▶ [Your task]
All of the listing must be given again exactly, except that the images are dropped.

▶ [Source data]
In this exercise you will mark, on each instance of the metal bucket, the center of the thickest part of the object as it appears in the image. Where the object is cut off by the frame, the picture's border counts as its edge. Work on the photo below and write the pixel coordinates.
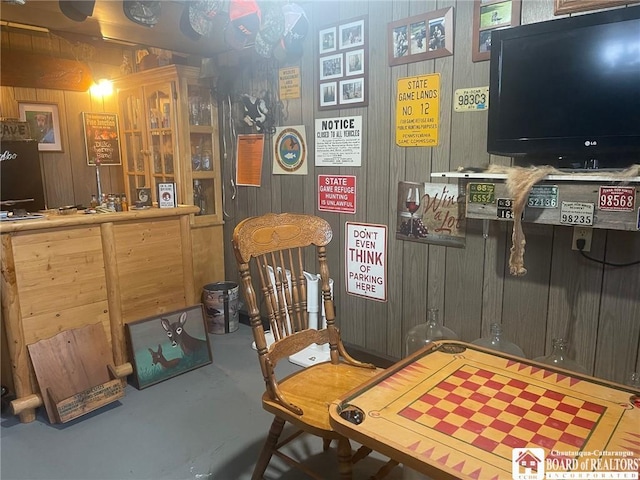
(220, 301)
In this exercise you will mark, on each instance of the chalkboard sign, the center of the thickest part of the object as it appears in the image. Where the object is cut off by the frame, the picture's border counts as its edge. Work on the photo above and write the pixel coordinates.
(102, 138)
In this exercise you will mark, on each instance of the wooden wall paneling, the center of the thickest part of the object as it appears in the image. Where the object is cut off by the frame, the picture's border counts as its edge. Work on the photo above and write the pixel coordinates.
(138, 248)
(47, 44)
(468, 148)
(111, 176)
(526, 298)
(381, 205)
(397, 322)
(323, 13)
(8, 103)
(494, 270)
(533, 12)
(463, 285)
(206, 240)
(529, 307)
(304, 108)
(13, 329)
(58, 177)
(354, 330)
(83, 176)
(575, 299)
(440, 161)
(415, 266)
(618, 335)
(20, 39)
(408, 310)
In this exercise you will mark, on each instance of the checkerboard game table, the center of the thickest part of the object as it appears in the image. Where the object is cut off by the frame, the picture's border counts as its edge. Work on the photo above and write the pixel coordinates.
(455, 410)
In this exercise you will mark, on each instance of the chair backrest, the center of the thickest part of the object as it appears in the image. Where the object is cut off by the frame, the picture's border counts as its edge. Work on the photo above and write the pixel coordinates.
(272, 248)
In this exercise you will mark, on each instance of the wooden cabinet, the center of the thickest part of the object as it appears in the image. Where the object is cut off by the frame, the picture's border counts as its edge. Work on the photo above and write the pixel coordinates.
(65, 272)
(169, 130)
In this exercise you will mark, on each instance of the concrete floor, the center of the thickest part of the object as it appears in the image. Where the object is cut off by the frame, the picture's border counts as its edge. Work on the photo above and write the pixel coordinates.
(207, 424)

▶ [Solution]
In this exercise you will mark, on each instance of the metal bucket, the center of the thickest part of the object as it appears in the image. Where the object is cut off by the frame, the picture's border counts as its edge. Work on the photo below and write the pixel coordinates.
(220, 301)
In this exercise you will mark, on each instance of the chalkboard sign, the center of the thickest part of the object as it appears in the image. Where the object is cut off by the frame, the picture's border counts as its edge. Work on the photo above and write the pixel coordinates.
(102, 138)
In this exercise you will mark, on each instance of the wooden wall paneling, the center of the thickest part of the object as it appears in the image. Where the object is cut off by the frame, the picture's border counts as its edge. Work on the photo above and write the pixel coordinates.
(138, 248)
(47, 44)
(468, 148)
(111, 176)
(526, 298)
(381, 205)
(397, 322)
(323, 13)
(8, 103)
(494, 270)
(533, 12)
(463, 285)
(206, 240)
(529, 307)
(304, 108)
(13, 329)
(58, 177)
(354, 330)
(83, 176)
(575, 299)
(440, 161)
(415, 266)
(618, 335)
(20, 39)
(408, 310)
In this exercise you will mark, on each instance of the checkerboard game table, the center of the thickest part of the object as it appears in the image. Where the object is cut off by the frame, the picture's border counts as its edge. Work on the photo above and write the pixel coordinates.
(455, 410)
In this exercise you will mark, on each instance of the chair backrest, the center of the thickest part of the object as it appears in the image. Where the object is cut off by the frame, the picture's border counts as its edge. Work on the photo above and write the pixel coordinates.
(272, 248)
In this exercise you will mark, on each instance of the wooden cabinet, the center of the thickest part of the object as it appears in the image. Where the object is cut off by the frame, the picture's border counts as its edge. Work on the photo above and write the pixel coordinates.
(65, 272)
(169, 130)
In this exercise you will mark, on each instance of the concrete floor, the center of the thickest part of the object as it appears in the image. Where the object is cut off by the frame, the picture's border counts as its edge. Work on the photo above and write the pixel coordinates.
(207, 424)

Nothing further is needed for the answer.